Passage shown>

Wide receiver Ronnie Bell was one of the lowest rated recruits of the Jim Harbaugh era. In fact, Bell — more widely regarded for his abilities on the basketball court than the football field — was a fringe three-star prospect out of Missouri who only started to garner collegiate attention as a pigskin prospect as a senior.
After a tip from a family friend, Harbaugh was intrigued by this hyper-athletic prospect no one was recruiting and decided to offer him a scholarship. Bell, who once thought D-2 basketball was in his future, now had one Division 1 football offer to play for the Michigan Wolverines.
The young freshman enrolled in June and hit the ground running in Ann Arbor. Bell appeared in all 13 games as a true freshman in 2018 and totaled eight receptions for 145 yards and a pair of touchdowns.
In a deep wide receiver room, Bell quickly carved out his role on the Revenge Tour and earned the team’s offensive rookie of the year award.
However, Bell’s early usage and success was met with a mixed reaction from fans. As he got his feet underneath him, he had drops and mistakes as every freshman does, but because he was playing over a pair of highly touted sophomores (Tarik Black, Oliver Martin), his growing pains were met with snarky criticisms.

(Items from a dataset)
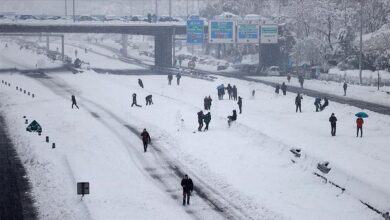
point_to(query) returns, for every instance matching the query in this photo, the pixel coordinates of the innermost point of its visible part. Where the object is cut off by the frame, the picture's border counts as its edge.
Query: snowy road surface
(242, 172)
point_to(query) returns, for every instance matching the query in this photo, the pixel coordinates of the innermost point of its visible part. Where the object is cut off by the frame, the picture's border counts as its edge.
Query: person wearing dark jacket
(140, 83)
(326, 103)
(145, 139)
(232, 118)
(149, 100)
(135, 101)
(178, 77)
(170, 77)
(200, 120)
(207, 119)
(333, 121)
(74, 103)
(239, 103)
(298, 103)
(188, 187)
(359, 126)
(277, 88)
(284, 88)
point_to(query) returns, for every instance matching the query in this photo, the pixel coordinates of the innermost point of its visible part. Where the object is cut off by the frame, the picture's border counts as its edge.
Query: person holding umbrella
(360, 122)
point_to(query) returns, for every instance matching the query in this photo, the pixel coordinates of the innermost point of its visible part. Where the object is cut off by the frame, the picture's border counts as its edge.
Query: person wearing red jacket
(359, 126)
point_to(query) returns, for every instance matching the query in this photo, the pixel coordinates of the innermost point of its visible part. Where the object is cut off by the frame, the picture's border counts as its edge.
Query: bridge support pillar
(163, 50)
(124, 44)
(47, 43)
(63, 48)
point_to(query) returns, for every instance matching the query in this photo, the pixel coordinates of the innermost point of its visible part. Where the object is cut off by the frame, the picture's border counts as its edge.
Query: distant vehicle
(138, 18)
(26, 17)
(167, 19)
(272, 71)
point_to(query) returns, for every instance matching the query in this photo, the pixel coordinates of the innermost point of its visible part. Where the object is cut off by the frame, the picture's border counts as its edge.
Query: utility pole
(74, 16)
(170, 8)
(66, 8)
(361, 43)
(156, 10)
(187, 9)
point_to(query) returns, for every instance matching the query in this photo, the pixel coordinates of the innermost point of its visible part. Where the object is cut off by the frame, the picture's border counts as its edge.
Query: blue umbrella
(361, 115)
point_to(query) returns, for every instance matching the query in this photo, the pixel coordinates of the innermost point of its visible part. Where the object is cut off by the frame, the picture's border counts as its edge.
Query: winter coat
(239, 102)
(284, 87)
(359, 122)
(187, 184)
(298, 100)
(207, 118)
(332, 120)
(200, 117)
(145, 136)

Goals>
a – In the article about Ronnie Bell, what team award did Bell earn as a freshman?
b – Please continue the article about Ronnie Bell from the point where it stops.

Task-by-task outputs>
a – He earned the team's offensive rookie of the year award.

b –
“Three star gonna three star!” was the most popular, but the simple, “Why is HE playing?” was a close second as a certain portion of fans focused more on narrative than fact. Bell was a better wide receiver than Black and Martin, and he continued to prove that in his sophomore year.
His breakout season was 2019; the true sophomore led the team in receptions (48) and receiving yards (758), and this was a team that featured Donovan Peoples-Jones and Nico Collins (both now starting in the NFL) alongside him.
While Bell was producing at a high level, his inconsistencies reared their ugly heads on one of the biggest stages of the season. Facing a hostile white-out environment on the road against undefeated Penn State, the Wolverines had slowly battled back from a 21-0 deficit to be within one score late in the fourth quarter.
Facing a fourth and goal from the Penn State three yard line with two minutes remaining, Michigan quarterback Shea Patterson eluded pressure and hit Bell square in the numbers in the end zone. Unfortunately, the ball leaked from Bell’s grasp and fell to the grass. Penn State 28, Michigan 21.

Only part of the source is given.